▶ [WHAT YOU NEED TO DO] Recast every line of the entries below as a numbered list, and leave out any blank lines.
┄┄┄┄┄┄
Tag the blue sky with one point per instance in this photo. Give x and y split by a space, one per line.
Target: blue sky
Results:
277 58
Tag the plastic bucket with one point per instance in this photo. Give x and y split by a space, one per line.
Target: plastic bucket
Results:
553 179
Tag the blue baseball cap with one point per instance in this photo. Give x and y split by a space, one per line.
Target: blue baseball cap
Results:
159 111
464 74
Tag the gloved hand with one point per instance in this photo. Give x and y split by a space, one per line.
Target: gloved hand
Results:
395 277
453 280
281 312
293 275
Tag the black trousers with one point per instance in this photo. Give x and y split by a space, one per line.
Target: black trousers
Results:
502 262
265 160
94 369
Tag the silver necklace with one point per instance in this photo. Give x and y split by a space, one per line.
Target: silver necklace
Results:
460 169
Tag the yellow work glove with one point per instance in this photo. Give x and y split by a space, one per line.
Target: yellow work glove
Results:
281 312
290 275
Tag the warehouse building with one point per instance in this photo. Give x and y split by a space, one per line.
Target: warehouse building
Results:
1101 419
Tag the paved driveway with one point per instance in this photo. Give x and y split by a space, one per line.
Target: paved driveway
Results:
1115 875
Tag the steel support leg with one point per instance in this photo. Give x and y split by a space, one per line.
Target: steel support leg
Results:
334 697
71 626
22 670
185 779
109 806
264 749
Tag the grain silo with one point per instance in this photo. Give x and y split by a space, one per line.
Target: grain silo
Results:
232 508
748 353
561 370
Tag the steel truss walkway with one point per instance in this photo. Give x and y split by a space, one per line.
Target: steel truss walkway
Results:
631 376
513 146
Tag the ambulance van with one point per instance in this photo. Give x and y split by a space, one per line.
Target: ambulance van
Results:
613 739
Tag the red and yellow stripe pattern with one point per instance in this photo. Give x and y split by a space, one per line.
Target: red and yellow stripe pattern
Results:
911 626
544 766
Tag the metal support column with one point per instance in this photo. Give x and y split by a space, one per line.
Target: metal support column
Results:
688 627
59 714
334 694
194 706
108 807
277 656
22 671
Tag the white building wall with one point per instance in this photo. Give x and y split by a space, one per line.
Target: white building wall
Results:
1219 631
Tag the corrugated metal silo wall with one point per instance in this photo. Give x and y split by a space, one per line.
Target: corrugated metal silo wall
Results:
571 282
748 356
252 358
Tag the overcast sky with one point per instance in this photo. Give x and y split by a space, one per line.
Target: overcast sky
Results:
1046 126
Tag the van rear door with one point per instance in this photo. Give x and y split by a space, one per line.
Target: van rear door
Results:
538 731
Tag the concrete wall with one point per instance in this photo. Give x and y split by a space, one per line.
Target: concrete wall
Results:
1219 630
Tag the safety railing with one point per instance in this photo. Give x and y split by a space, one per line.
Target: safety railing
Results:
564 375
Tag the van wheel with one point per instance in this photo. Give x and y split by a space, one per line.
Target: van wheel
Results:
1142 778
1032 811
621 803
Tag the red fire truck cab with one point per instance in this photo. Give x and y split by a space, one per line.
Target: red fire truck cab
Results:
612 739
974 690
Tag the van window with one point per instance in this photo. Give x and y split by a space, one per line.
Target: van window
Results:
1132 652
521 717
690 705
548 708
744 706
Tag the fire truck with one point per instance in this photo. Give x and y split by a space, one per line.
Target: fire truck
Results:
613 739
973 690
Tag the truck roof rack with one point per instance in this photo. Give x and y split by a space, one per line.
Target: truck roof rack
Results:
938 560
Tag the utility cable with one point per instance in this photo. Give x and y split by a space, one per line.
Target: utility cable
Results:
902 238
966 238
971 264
┄┄┄┄┄┄
▶ [OUTPUT OF THE EXERCISE]
1. Tag the blue sky with one point per instance in this photo. Give x and y split by a space, one per line.
2. Target: blue sky
3. Results:
4. 277 58
5. Tag the plastic bucket with one point per instance in this photo. Give x and y split by a space, one per line.
6. Target: plastic bucket
7. Results:
8. 553 179
9. Tag the blue baseball cap with one point per instance in this photo. Give x and y split by a space, one per line.
10. Target: blue baseball cap
11. Results:
12. 159 111
13. 464 74
14. Tag the gloved hand with one point per instance in this photo. Give x and y split by a space, one per line.
15. Target: gloved hand
16. Results:
17. 395 277
18. 453 280
19. 281 312
20. 293 275
21. Tag the black trousers with one point per instance in this photo. Give x and y split by a space, one per line.
22. Target: black trousers
23. Results:
24. 502 262
25. 265 160
26. 94 369
27. Tag the silver necklace with one point per instance in this photo. Give x and y split by a space, one per line.
28. Target: silver necklace
29. Results:
30. 460 169
31. Tag the yellow work glove with one point per instance in this photo. Give x and y split by a space, one per line.
32. Target: yellow work glove
33. Results:
34. 281 312
35. 290 275
36. Tag the warehouse building with one point per instance in this photo. Give x and y split by a space, one per line.
37. Target: warehouse building
38. Results:
39. 1101 419
40. Tag the paved driveway with one point per instance in this photo. Give x and y split by a space, one per line.
41. Target: paved driveway
42. Results:
43. 1115 875
44. Tag the steel support leg with one point per instance in this photo. Give x and y split by a space, one per line.
45. Target: steel support leg
46. Results:
47. 334 697
48. 71 626
49. 22 670
50. 185 779
51. 109 806
52. 264 749
53. Tag the grain silo with one point per instance in this photo. Give x and y split by a space, one per line.
54. Target: grain silo
55. Results:
56. 232 508
57. 748 353
58. 561 370
59. Tag the steel truss walkway with one point per instance in this photo. Give x and y split by a space, one per line.
60. Target: steel truss walkway
61. Results:
62. 631 376
63. 513 146
64. Tag the ambulance van with one point per instance in this photo. Give x and y split by a space, one per line.
65. Target: ambulance van
66. Results:
67. 613 739
68. Tag the red and yellow stripe pattern with one point per instance in this photo. Give x and y split by a space, one per line.
69. Target: red and yellow stripe pattern
70. Results:
71. 911 626
72. 544 766
73. Tag the metal support column with one point per instance in this photo. Give x and y split by a space, one per line.
74. Target: metal support column
75. Results:
76. 688 627
77. 59 714
78. 334 694
79. 194 706
80. 108 807
81. 277 656
82. 22 671
83. Tag the white building wall with one point per instance in this photo. Give x and y split by a space, one per line.
84. Target: white building wall
85. Results:
86. 1219 631
87. Tag the corrugated metal silo wall with one point per instance in this photo. Give x and y split by a space, one per line.
88. Target: corrugated metal silo wall
89. Results:
90. 571 282
91. 748 356
92. 252 358
93. Tag the overcast sky with one point per instance in this photo. Give x and y split by a space, one per line.
94. Target: overcast sky
95. Results:
96. 1046 126
97. Tag the van rear door with one point per instance in this photo. Give x and y split by a space, one per line.
98. Target: van rear door
99. Results:
100. 538 731
101. Tag the concrete wall with one point per instance in this photo. Give x and y split by a space, one per line.
102. Target: concrete wall
103. Results:
104. 1219 630
105. Tag the safety railing with one point per instance in this photo. Give x and y split by a space, one per line.
106. Target: safety railing
107. Results:
108. 564 375
109. Tag the van wheel with one point per instance in this photo. Give x and y split by a space, one per line.
110. Target: van wheel
111. Results:
112. 1142 778
113. 1032 811
114. 621 803
115. Tag the red fire truck cab with one point per instance in this photo. Give x and y split by a space, one per line.
116. Target: red fire truck cab
117. Results:
118. 612 739
119. 974 690
120. Tag the van window with one point per instance in this photo. Give x and y split by a space, one per line.
121. Target: van window
122. Results:
123. 1132 652
124. 521 717
125. 690 705
126. 548 708
127. 744 706
128. Tag the fire truck with one point per instance in this photo. Give x and y split by a space, one per line.
129. Target: fire truck
130. Results:
131. 613 739
132. 973 690
133. Tag the truck roof rack with one point per instance in this photo. Give x and y split by a space, one per line.
134. Target: truck roof rack
135. Results:
136. 938 560
137. Tag the utility cable with one point per instance in this photo. Give x and y split by a space, one per line.
138. Target: utility cable
139. Results:
140. 902 238
141. 966 238
142. 971 264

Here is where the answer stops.